— Passage to read —

The capital flowing through best-efforts placements at the micro-cap segment is a fundamentally different market: smaller, more dilutive, more episodic, more reliant on retail-influenced investor demand. Platform-level capital strategy should not be confused with the financing patterns of pre-commercial licensors.
For counsel structuring synthetic royalty notes. Synthetic royalty bond placements (including those done under Rule 144A) sit between the two ends of the spectrum.
The 2024 to 2026 cohort suggests that synthetic royalty notes backed by single-asset royalty streams (the Indevus, NPS, PDL templates) and notes backed by diversified portfolios (the Royalty Pharma template) both clear the bond market, but the placement structure differs.
Single-asset notes more frequently use 144A private placement with a banded or minimum-maximum subscription structure. Portfolio notes use firm commitment. The choice is driven by the underlying asset risk profile and the available investor base, not by the placement agent's preference.
Counsel structuring a new synthetic royalty note should benchmark to the closest comparable transaction by asset profile rather than to the most recent transaction by date.

— Exercise —
Write out the passage on royalty note placements word for word, from "For counsel structuring" up to and including "transaction by date.". Work only from the passage on royalty note placements.

— Supplied information —
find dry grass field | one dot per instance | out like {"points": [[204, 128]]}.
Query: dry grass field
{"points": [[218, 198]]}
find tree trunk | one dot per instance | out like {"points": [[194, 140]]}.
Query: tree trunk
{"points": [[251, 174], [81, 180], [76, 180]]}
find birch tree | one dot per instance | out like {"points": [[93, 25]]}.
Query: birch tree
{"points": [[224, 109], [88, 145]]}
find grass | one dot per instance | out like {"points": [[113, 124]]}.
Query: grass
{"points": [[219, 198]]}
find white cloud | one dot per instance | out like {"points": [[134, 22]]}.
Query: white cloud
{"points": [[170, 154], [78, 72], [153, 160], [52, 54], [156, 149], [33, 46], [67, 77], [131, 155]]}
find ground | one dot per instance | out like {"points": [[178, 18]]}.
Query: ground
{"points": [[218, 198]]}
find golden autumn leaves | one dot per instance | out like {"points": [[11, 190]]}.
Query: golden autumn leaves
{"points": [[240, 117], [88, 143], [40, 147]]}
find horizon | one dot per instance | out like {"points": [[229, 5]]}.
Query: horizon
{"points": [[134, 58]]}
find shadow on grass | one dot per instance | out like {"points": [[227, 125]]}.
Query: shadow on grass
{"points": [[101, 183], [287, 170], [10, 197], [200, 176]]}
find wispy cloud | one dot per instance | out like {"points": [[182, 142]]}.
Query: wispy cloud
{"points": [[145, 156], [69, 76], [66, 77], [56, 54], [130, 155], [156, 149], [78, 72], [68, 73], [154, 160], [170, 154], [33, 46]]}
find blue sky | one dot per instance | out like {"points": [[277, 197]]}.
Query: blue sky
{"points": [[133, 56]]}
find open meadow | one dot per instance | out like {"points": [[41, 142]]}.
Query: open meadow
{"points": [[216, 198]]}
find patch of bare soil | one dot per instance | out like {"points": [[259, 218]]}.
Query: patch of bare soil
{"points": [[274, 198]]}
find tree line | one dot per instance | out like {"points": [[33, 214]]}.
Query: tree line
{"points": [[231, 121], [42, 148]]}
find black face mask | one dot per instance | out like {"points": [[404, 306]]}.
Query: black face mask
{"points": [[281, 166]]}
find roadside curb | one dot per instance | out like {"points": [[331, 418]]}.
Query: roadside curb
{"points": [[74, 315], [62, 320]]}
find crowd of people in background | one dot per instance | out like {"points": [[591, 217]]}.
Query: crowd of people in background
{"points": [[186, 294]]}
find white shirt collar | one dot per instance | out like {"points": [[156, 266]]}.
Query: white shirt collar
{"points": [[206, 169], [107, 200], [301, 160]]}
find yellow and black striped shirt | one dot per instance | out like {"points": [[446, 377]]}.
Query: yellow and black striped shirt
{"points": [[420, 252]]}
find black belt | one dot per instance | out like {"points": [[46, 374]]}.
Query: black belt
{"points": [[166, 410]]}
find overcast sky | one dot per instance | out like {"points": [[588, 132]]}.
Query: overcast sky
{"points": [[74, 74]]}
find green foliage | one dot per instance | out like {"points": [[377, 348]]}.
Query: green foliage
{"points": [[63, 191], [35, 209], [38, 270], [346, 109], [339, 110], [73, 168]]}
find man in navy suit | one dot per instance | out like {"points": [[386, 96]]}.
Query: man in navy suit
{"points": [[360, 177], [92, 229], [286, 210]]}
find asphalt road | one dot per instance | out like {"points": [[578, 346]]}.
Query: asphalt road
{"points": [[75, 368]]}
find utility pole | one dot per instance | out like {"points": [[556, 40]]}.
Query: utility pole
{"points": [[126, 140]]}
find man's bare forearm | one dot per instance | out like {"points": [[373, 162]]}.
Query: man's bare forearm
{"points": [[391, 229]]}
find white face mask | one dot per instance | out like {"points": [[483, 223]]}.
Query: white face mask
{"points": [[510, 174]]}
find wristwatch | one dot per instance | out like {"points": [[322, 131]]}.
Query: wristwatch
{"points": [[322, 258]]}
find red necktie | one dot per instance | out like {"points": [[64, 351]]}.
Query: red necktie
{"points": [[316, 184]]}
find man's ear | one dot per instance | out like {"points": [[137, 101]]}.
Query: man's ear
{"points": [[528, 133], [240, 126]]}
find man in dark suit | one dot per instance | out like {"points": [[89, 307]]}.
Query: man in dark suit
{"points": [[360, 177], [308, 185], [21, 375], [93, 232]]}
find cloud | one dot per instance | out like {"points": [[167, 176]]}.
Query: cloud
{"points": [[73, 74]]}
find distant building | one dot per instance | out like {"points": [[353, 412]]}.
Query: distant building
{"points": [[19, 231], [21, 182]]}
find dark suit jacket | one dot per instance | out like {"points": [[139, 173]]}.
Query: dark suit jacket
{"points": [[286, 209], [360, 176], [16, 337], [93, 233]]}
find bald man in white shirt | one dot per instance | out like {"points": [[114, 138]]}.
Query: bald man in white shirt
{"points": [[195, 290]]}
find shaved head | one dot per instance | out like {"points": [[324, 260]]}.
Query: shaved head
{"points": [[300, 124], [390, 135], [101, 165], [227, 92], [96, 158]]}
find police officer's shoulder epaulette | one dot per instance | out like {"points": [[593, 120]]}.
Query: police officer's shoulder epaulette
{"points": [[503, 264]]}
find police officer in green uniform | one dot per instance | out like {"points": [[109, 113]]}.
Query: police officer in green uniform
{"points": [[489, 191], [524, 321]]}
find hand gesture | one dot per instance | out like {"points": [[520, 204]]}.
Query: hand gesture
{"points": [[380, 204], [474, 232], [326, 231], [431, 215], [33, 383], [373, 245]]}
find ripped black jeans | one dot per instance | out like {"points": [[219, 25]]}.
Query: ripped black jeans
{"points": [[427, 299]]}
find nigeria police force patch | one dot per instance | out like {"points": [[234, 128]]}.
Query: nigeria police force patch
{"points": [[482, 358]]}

— Exercise output —
For counsel structuring synthetic royalty notes. Synthetic royalty bond placements (including those done under Rule 144A) sit between the two ends of the spectrum.
The 2024 to 2026 cohort suggests that synthetic royalty notes backed by single-asset royalty streams (the Indevus, NPS, PDL templates) and notes backed by diversified portfolios (the Royalty Pharma template) both clear the bond market, but the placement structure differs.
Single-asset notes more frequently use 144A private placement with a banded or minimum-maximum subscription structure. Portfolio notes use firm commitment. The choice is driven by the underlying asset risk profile and the available investor base, not by the placement agent's preference.
Counsel structuring a new synthetic royalty note should benchmark to the closest comparable transaction by asset profile rather than to the most recent transaction by date.